__Written request__
Quote the listing below verbatim, beginning at the line that contains "trace the outline of every instance of the ceiling medallion" and stopping after the line that contains "[[[115,57],[80,51],[80,87],[115,86]]]".

--*--

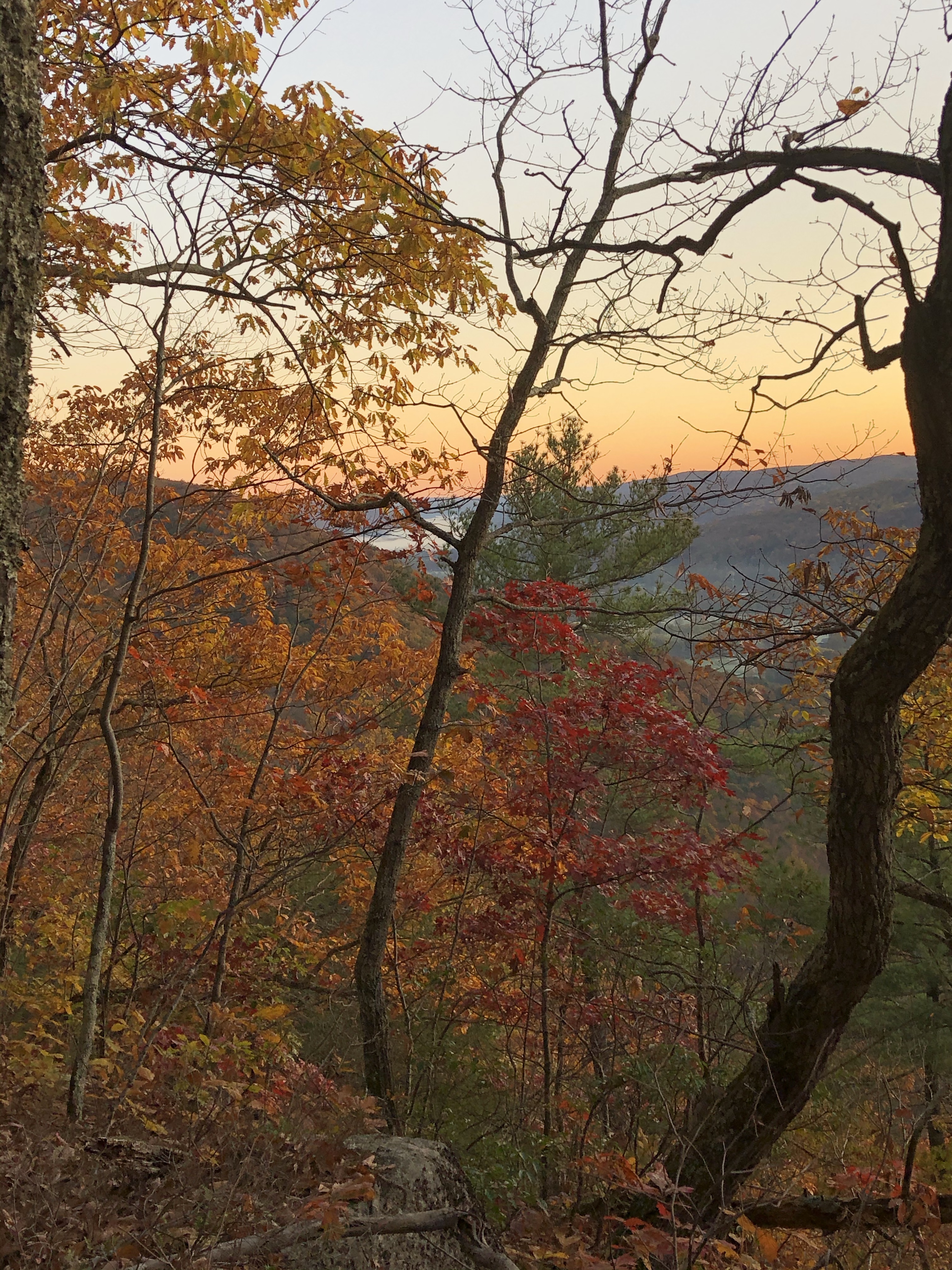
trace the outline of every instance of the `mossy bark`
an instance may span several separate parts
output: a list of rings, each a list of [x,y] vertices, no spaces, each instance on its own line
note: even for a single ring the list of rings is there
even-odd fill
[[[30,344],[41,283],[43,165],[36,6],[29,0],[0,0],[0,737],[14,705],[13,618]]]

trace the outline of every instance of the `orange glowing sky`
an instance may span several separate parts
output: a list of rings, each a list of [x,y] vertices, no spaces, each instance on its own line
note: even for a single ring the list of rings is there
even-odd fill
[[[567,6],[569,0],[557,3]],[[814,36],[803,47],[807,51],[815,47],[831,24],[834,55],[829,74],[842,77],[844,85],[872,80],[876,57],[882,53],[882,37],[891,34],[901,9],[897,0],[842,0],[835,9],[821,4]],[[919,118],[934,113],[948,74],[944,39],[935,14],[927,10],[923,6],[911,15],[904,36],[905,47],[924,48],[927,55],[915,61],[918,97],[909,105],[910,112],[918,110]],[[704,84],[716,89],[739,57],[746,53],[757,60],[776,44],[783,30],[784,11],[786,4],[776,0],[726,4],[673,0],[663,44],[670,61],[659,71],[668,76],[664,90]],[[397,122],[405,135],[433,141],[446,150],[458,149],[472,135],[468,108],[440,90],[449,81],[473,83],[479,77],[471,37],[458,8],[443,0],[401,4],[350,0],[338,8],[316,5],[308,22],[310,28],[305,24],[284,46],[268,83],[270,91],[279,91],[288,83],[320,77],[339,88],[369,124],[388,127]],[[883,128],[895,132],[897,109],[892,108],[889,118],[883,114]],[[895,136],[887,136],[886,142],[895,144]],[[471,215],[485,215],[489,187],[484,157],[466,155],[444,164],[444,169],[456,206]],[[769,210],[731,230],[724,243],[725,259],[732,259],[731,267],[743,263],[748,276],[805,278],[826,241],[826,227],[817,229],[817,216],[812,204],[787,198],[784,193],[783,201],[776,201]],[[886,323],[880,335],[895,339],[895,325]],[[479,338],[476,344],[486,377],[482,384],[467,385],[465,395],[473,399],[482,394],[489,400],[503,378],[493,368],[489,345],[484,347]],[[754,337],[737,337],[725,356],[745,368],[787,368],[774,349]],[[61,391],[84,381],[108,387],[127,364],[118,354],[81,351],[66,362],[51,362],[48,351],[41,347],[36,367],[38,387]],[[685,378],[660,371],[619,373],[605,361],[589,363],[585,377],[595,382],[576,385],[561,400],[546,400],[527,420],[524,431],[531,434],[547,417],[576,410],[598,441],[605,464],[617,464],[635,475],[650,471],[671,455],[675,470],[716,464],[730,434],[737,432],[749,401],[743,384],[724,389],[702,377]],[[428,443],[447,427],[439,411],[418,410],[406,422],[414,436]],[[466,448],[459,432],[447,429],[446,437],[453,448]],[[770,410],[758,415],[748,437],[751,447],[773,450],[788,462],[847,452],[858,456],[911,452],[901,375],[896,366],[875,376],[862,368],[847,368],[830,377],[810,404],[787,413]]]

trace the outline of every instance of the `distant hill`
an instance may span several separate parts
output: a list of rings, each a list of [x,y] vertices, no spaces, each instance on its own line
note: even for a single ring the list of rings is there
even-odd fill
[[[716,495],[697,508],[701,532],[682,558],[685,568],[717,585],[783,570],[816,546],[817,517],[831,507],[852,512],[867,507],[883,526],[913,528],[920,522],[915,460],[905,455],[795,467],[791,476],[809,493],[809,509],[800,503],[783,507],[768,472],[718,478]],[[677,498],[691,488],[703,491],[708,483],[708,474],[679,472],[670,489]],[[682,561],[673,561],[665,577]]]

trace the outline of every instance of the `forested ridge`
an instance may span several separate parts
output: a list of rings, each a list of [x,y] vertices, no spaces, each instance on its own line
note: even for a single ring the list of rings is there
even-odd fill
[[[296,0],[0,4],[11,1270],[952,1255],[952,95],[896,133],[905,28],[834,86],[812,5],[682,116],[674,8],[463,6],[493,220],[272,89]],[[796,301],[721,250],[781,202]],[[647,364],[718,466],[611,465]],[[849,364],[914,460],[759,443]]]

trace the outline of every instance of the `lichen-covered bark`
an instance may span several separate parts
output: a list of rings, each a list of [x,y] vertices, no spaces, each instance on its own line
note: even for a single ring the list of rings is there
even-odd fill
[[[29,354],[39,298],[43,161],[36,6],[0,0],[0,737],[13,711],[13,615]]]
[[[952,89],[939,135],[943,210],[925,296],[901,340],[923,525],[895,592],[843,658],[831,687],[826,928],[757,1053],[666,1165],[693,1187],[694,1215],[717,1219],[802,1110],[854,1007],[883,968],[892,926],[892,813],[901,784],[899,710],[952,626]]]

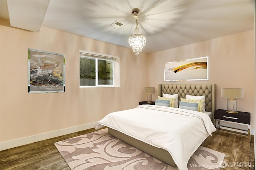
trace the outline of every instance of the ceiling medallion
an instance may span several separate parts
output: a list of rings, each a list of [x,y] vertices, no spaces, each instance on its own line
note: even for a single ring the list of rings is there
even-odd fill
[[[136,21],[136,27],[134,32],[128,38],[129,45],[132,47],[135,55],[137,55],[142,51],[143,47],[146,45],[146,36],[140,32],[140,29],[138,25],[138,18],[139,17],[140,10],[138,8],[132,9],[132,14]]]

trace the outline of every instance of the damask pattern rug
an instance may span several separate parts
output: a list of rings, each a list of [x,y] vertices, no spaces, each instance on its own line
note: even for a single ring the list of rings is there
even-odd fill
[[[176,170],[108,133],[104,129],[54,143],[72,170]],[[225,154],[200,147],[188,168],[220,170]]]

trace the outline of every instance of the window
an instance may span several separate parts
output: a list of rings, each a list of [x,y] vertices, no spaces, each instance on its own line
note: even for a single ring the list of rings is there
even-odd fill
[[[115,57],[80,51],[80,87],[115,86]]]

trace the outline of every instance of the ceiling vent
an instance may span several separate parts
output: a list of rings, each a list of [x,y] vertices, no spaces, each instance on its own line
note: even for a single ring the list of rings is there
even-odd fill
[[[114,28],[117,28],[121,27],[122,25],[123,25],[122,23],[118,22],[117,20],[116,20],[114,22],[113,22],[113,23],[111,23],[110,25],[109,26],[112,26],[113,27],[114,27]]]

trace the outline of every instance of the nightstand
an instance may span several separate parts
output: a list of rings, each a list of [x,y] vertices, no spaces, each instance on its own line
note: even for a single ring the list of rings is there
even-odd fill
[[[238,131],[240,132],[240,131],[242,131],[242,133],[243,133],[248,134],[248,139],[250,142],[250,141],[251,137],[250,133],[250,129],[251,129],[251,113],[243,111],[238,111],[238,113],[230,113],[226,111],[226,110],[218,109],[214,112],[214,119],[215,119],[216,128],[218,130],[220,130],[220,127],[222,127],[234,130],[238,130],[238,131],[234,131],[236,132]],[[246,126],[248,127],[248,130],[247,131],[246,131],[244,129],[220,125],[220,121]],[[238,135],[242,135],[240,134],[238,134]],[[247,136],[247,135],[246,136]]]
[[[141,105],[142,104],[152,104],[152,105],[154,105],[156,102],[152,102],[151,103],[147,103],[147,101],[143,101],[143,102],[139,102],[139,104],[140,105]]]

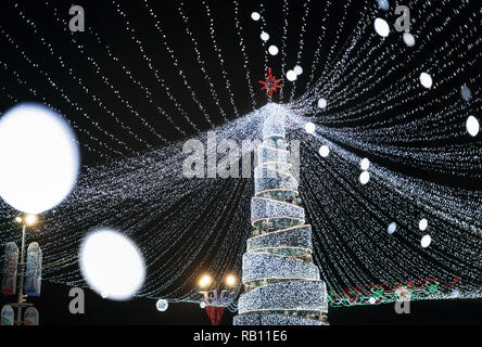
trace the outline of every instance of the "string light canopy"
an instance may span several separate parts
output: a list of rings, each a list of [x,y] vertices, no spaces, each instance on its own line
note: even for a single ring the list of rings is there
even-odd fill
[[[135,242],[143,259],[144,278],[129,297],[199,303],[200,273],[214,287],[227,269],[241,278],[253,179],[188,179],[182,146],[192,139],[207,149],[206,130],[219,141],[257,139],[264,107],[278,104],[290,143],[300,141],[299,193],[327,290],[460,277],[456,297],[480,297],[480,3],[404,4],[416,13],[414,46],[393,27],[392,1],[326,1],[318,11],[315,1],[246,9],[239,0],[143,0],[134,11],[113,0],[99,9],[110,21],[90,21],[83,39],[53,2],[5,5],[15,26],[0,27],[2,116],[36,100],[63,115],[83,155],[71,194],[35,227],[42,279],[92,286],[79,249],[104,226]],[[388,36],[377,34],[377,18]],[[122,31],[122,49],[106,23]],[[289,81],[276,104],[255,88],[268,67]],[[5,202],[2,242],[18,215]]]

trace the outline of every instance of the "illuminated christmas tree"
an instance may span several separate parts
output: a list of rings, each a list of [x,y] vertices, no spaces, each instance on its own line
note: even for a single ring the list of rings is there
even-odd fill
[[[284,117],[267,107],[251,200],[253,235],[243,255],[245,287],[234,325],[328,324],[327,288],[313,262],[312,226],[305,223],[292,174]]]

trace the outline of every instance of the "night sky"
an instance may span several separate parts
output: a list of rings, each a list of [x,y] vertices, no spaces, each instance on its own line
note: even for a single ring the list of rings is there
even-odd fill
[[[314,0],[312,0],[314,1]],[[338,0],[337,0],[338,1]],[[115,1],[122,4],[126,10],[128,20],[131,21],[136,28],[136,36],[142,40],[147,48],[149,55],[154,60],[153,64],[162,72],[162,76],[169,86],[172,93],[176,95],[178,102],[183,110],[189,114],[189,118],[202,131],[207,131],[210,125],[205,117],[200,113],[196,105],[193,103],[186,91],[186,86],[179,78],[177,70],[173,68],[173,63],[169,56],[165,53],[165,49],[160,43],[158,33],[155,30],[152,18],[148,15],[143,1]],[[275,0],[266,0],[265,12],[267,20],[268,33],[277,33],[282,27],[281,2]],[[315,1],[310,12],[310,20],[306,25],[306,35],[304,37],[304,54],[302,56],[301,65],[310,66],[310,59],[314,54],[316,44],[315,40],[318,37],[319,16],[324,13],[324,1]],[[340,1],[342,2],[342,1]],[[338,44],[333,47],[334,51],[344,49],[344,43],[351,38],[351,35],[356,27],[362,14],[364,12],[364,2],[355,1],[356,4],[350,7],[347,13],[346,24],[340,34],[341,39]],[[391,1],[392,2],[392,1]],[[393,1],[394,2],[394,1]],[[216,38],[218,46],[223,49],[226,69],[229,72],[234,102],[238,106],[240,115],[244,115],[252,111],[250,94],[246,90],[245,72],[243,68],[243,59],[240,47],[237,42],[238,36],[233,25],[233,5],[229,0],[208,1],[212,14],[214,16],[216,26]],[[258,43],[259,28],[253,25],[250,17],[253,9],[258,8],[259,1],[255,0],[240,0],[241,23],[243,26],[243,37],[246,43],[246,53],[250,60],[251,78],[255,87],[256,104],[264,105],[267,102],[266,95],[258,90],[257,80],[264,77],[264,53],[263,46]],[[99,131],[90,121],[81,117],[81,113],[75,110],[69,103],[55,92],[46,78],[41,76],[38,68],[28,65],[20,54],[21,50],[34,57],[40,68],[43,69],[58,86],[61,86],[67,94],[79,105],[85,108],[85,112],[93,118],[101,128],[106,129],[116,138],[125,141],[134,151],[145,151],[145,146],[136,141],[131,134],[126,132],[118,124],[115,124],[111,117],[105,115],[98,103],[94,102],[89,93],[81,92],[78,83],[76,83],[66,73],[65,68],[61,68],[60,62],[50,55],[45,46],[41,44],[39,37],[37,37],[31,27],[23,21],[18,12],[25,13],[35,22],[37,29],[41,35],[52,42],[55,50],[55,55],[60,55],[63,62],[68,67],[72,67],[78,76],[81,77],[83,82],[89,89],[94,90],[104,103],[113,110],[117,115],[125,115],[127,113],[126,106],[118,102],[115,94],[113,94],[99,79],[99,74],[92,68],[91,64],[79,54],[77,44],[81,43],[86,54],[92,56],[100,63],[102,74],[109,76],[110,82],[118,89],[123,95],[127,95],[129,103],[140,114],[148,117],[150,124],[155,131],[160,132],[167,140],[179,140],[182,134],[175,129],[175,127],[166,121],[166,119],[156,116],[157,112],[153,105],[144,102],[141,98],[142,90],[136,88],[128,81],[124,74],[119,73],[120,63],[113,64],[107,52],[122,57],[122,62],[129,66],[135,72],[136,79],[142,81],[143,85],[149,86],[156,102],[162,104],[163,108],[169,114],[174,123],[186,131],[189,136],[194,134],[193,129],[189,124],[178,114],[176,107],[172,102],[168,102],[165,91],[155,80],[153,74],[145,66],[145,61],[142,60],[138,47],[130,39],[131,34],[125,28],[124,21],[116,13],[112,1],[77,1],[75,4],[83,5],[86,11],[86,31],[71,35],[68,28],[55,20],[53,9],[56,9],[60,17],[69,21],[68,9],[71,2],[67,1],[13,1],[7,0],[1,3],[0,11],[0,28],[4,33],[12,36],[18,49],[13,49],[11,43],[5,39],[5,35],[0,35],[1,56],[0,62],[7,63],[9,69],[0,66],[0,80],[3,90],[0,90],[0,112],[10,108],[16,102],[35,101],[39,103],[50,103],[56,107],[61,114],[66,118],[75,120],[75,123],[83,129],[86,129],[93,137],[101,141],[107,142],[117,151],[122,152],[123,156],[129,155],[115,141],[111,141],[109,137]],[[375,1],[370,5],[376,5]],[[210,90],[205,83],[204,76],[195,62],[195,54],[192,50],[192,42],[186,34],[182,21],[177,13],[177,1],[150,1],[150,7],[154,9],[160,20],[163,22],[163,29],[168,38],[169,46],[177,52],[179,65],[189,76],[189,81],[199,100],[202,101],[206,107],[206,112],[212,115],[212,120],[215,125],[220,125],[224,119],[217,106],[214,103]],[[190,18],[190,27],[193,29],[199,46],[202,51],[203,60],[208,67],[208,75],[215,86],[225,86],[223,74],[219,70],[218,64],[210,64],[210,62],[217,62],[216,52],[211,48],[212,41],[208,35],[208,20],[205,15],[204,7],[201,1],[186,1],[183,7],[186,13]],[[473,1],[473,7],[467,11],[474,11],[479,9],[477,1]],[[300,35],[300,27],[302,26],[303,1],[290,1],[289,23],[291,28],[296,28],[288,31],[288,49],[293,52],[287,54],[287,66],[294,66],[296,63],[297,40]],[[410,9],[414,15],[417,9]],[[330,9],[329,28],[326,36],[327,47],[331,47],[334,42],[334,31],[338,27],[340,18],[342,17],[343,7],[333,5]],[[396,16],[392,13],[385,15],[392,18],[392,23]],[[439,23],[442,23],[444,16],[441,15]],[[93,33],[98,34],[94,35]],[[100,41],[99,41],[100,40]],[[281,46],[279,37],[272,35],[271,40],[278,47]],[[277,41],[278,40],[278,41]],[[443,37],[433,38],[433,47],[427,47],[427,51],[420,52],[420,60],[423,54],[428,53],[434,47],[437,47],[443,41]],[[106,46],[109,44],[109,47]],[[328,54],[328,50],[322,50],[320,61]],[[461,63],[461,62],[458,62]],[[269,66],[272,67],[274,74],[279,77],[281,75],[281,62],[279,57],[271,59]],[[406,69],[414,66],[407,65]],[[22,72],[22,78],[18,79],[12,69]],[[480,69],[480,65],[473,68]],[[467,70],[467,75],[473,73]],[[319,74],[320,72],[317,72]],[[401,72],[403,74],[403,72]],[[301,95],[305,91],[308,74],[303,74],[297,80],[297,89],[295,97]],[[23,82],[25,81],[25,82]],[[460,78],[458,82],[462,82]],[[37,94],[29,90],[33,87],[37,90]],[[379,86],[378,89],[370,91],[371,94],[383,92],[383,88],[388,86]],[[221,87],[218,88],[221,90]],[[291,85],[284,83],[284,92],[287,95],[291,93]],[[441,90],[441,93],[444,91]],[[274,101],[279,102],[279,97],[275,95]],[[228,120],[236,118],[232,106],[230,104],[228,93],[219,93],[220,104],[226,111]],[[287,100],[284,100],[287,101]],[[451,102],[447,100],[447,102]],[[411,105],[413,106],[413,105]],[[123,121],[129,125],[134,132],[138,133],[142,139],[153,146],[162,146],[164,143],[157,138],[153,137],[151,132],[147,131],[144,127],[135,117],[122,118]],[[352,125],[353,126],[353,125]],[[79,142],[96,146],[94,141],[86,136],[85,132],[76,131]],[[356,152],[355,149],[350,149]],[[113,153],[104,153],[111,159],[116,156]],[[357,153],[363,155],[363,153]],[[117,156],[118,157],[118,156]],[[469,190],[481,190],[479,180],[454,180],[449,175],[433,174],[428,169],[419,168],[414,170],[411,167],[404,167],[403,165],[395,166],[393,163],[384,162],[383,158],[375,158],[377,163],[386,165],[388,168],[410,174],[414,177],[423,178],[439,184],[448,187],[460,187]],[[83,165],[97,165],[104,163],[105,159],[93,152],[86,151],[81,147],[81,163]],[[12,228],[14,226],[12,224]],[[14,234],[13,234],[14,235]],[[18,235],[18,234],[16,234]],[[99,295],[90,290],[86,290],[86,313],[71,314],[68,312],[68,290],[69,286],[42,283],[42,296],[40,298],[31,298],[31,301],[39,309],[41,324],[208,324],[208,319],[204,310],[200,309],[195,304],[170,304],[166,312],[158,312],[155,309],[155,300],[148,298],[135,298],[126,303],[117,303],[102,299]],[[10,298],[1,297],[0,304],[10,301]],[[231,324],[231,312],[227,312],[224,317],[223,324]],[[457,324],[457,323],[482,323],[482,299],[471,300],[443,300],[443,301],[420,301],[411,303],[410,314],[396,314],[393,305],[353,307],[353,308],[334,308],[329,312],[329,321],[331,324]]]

--*--

__Response__
trace the outline of every instance of the ceiling medallion
an instance may span several separate parts
output: a list of rings, each a list of [x,y] vertices, no spaces, each instance on its own line
note: even for a single ring the list of rings is there
even-odd fill
[[[136,21],[136,27],[134,32],[128,38],[129,45],[132,47],[135,55],[137,55],[142,51],[143,47],[146,45],[146,36],[140,32],[140,29],[138,25],[138,18],[139,17],[140,10],[138,8],[132,9],[132,14]]]

trace the outline of every instance of the damask pattern rug
an instance may span several separate parts
output: a list of rings, each a list of [x,y] vertices, no spaces, each instance on its own line
note: even for a single ring the list of rings is there
even-odd fill
[[[176,170],[108,133],[104,129],[54,143],[72,170]],[[225,154],[200,147],[188,168],[220,170]]]

trace the outline of every instance of the window
an instance may span several separate parts
output: a list of rings, each a list of [x,y] vertices, no spaces, each instance on its own line
note: even for a single ring the list of rings is there
even-odd fill
[[[115,57],[80,51],[80,87],[115,86]]]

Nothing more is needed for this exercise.